Kutipan:
▼▼▼

Wikipedia

Hasil penelusuran

Selasa, 26 November 2013

mengelola STRESS


"Stress (n), Psychological and physical strain or tension generated by physical, emotional, social, economic, or occupational circumstances, events, or experiences that are difficult to manage or endure." ( Colman, Andrew M. (1st ed.).(2001). Oxford Dictionary Of Psychology. hal. 711)
Pada waktu kita berbicara tentang  stress, biasanya pembicaraan itu berawal dari suatu keadaan atau situasi yang sulit untuk dihadapi sementara tuntutan untuk keberhasilan dalam menghadapi situasi tersebut sangat tinggi sehingga menyebabkan ketegangan dan perasaan tidak nyaman. Kita dapat memahami arti kata stress tersebut karena pernah mengalami pengalaman pribadi yang serupa dan berdampak sama. Karena pengalaman tersebut sifatnya sangat umum dan orang seringkali memberi label "stress" untuk situasi seperti diatas berdasarkan pengalaman pribadi dalam hidupnya, mungkin diharapkan bahwa konsep mengenai stress itu sendiri dapat diuraikan secara sederhana. Tetapi pada kenyataannya tidak.
Stress psikologis telah dikonsepkan dalam 3 cara (Baum, 1990; Coyne & Holroyd, 1982; Hobfoll, 1989) :
A.    Konsep yang fokusnya pada lingkungan, mendeskripsikan stress sebagai stimulus, dimana referensi  sumber atau penyebab ketegangannya adalah suatu kejadian atau rangkaian peristiwa yang terjadi. Contohnya seperti yang banyak dialami dalam pekerjaan yang tingkat stress-nya tinggi. Kejadian atau keadaan yang direspon sebagai ancaman atau sesuatu yang membahayakan diri kita, sehingga menimbulkan perasaan tegang, disebut stressors.

▲▲▲

Jawablah pertanyaan berikut berdasarkan kutipan tentang stres di atas.
1. Dari kamus apa definisi stres berbahasa Inggris dikutip?
2. Dalam berapa cara stres psikologis telah dikonsepkan?
3. Apa sebutan untuk kejadian atau keadaan yang direspon sebagai ancaman atau sesuatu yang membahayakan diri?
Daftar berikut tidak berhubungan dengan kutipan tentang stres di atas.

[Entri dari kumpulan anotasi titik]
▼▼▼

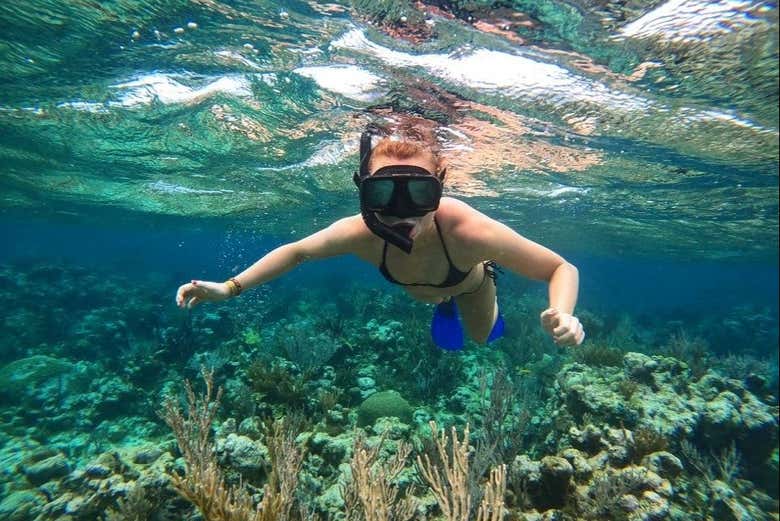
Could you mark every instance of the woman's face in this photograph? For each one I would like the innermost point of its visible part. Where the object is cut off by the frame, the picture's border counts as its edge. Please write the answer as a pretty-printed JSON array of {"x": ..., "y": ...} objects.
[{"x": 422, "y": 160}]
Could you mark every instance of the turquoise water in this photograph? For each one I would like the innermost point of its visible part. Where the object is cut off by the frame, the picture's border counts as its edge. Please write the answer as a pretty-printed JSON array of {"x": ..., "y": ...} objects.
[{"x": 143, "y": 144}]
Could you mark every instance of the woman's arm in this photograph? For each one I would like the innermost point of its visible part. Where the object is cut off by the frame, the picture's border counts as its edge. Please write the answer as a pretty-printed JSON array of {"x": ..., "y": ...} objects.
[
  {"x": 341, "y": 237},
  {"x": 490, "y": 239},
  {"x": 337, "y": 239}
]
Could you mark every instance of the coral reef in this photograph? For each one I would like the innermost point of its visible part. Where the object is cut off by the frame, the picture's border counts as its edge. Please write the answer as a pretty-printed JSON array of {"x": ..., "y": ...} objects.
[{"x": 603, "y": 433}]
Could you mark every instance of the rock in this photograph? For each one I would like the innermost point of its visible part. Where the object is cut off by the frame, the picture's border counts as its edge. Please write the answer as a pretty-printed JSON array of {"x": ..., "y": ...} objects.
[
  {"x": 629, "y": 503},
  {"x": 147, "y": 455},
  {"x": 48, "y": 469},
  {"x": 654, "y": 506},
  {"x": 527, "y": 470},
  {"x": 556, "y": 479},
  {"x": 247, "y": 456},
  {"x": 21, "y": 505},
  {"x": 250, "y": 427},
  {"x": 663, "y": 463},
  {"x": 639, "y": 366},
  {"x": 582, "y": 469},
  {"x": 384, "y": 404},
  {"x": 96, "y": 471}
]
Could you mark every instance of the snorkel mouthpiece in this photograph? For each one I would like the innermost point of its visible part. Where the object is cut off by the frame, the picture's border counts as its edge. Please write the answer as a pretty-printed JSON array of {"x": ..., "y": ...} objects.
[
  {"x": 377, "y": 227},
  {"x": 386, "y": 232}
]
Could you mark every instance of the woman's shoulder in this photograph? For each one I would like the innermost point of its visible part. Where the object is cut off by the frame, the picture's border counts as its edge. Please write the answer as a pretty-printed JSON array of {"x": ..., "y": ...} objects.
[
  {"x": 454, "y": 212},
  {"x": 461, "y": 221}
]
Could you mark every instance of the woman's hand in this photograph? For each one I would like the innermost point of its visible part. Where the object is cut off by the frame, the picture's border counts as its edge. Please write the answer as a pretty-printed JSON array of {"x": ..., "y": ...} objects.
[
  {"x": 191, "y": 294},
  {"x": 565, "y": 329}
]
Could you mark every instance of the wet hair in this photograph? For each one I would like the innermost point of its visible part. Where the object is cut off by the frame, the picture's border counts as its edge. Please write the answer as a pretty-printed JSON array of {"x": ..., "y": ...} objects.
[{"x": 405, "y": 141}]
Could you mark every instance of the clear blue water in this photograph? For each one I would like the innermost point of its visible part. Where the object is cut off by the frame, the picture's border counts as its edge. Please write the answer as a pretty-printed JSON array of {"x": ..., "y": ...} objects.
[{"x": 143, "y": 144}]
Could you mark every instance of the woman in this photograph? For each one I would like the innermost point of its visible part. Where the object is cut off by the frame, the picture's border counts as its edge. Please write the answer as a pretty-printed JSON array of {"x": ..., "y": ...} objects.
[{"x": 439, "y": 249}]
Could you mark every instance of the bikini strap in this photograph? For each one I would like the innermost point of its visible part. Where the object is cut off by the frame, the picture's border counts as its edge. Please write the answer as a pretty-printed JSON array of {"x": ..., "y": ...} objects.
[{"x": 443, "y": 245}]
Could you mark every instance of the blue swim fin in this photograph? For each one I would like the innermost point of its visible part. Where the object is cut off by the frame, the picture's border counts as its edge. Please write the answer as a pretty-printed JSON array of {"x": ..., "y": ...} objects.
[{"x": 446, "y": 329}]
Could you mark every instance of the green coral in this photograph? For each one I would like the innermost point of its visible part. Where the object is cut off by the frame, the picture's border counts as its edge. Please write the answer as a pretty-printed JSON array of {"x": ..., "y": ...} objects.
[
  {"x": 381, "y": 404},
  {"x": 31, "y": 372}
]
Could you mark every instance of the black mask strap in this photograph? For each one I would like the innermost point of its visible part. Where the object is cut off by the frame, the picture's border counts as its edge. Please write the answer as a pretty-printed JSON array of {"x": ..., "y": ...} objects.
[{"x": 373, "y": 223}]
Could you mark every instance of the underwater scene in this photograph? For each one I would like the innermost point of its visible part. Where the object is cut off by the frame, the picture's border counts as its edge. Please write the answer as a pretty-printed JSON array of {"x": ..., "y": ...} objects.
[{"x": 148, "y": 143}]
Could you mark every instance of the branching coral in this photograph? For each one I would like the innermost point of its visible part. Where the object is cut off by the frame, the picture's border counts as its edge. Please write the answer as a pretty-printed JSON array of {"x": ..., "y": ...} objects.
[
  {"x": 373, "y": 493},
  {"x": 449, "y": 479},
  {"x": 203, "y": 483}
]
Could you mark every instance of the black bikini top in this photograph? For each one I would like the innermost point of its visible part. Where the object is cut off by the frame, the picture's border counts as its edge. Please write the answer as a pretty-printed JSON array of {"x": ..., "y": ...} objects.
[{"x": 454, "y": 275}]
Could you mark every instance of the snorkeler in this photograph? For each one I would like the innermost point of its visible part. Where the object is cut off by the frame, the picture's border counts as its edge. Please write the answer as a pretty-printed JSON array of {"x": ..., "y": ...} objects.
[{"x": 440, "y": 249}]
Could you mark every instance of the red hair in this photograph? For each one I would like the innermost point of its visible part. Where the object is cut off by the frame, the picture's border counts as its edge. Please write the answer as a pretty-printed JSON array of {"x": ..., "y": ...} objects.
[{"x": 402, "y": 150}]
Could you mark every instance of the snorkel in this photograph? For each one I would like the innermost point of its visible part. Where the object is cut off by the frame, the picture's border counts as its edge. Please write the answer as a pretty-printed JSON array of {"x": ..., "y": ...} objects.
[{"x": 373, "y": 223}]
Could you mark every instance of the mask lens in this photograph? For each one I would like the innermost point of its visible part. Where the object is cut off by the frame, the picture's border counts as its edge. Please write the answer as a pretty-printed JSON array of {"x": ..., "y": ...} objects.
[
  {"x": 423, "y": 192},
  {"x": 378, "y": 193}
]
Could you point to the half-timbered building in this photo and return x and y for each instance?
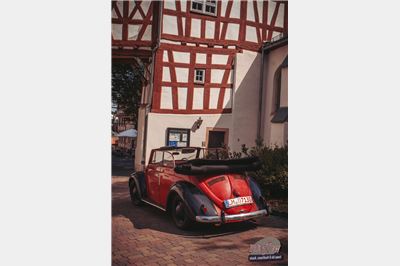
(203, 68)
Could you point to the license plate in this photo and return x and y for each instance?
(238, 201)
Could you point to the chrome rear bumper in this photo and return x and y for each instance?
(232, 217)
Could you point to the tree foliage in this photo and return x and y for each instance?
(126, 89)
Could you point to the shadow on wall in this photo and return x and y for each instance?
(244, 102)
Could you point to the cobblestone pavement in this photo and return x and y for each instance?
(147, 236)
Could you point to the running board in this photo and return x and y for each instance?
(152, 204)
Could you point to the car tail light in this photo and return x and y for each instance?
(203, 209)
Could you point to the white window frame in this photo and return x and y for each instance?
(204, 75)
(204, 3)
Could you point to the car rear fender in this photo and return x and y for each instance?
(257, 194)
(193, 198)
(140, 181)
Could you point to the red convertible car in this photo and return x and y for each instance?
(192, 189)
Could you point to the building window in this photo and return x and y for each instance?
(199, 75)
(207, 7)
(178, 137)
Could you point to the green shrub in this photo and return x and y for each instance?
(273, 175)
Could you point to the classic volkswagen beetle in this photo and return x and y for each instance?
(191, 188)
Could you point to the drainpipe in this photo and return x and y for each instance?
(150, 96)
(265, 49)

▲▲▲
▼▼▼

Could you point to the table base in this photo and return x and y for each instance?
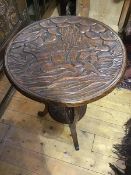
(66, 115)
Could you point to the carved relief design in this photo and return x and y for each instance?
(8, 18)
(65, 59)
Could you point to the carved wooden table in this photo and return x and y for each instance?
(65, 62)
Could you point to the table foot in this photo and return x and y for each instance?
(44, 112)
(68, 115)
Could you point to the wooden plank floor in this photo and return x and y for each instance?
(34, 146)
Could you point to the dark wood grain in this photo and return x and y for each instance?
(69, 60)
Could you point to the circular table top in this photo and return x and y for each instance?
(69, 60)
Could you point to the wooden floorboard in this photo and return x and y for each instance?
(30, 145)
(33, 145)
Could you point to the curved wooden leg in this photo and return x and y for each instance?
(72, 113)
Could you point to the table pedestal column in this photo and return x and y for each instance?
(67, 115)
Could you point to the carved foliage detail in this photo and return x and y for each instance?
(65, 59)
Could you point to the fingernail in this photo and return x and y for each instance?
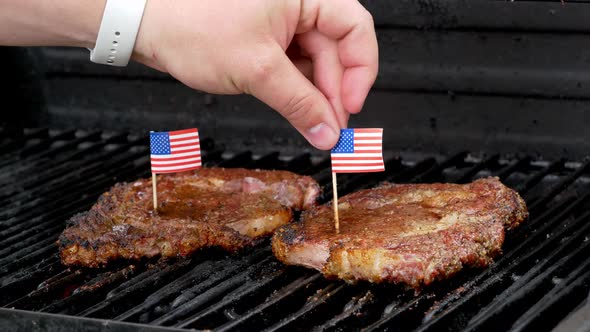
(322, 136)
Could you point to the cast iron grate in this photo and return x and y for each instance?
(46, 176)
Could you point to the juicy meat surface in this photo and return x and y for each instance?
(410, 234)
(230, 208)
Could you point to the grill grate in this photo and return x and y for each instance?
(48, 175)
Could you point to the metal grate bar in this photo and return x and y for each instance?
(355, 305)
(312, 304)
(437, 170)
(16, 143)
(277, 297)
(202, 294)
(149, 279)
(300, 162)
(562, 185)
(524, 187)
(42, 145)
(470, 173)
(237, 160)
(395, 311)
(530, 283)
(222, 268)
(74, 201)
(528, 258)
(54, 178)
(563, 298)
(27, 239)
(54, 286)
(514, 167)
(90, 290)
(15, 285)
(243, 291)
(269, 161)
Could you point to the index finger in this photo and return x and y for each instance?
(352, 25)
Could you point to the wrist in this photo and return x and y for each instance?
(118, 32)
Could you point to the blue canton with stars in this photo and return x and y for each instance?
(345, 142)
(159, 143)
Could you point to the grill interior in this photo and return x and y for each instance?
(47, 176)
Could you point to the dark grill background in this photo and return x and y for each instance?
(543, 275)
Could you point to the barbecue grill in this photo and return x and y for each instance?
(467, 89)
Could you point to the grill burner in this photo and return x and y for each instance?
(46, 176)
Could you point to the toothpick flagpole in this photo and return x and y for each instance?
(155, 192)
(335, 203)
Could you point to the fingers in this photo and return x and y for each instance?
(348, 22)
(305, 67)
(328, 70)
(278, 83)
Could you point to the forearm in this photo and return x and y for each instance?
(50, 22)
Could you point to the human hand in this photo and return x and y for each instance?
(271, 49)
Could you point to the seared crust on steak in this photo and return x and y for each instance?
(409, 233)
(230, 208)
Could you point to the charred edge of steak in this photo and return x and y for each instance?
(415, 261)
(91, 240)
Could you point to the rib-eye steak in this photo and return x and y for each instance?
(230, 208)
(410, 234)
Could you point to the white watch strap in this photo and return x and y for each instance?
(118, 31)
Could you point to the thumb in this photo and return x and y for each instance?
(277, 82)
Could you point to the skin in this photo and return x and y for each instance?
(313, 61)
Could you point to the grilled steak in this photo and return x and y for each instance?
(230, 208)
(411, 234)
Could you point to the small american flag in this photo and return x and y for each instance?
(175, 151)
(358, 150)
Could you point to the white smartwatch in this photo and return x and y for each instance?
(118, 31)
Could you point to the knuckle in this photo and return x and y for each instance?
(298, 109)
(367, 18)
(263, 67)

▲▲▲
▼▼▼

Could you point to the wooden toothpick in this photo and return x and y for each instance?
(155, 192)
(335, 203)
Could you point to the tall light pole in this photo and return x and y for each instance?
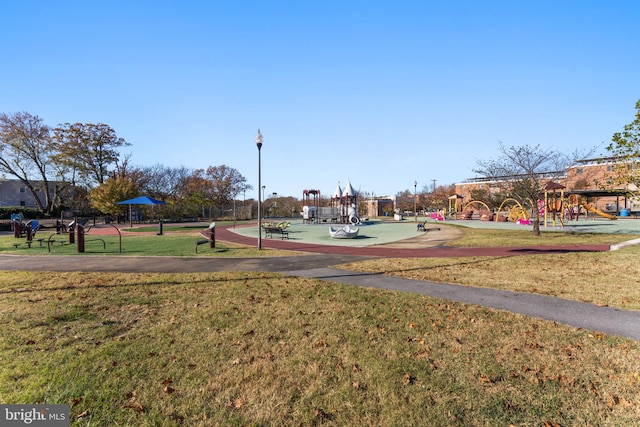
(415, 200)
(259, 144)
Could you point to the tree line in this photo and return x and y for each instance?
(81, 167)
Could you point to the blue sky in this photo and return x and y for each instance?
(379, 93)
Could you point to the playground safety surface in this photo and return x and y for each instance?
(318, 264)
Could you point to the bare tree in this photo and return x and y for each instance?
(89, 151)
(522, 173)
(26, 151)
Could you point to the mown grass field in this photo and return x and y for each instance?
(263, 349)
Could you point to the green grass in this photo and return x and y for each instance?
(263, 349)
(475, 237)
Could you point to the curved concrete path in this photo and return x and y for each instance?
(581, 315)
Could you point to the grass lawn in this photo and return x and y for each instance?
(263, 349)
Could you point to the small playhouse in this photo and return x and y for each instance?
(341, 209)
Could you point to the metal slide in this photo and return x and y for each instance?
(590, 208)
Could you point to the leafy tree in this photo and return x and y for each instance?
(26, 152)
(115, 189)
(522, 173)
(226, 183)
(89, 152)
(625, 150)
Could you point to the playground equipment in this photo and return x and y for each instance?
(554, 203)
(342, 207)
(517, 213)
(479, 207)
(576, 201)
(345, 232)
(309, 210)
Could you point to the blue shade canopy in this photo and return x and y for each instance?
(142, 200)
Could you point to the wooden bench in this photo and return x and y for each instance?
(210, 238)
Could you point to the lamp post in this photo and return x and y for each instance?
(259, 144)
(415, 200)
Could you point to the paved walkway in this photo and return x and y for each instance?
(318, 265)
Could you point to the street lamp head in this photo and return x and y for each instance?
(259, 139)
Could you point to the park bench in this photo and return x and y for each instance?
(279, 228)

▲▲▲

Jawaban Tugas:
1. Oxford Dictionary Of Psychology.
2. Tiga cara.
3. Stressors.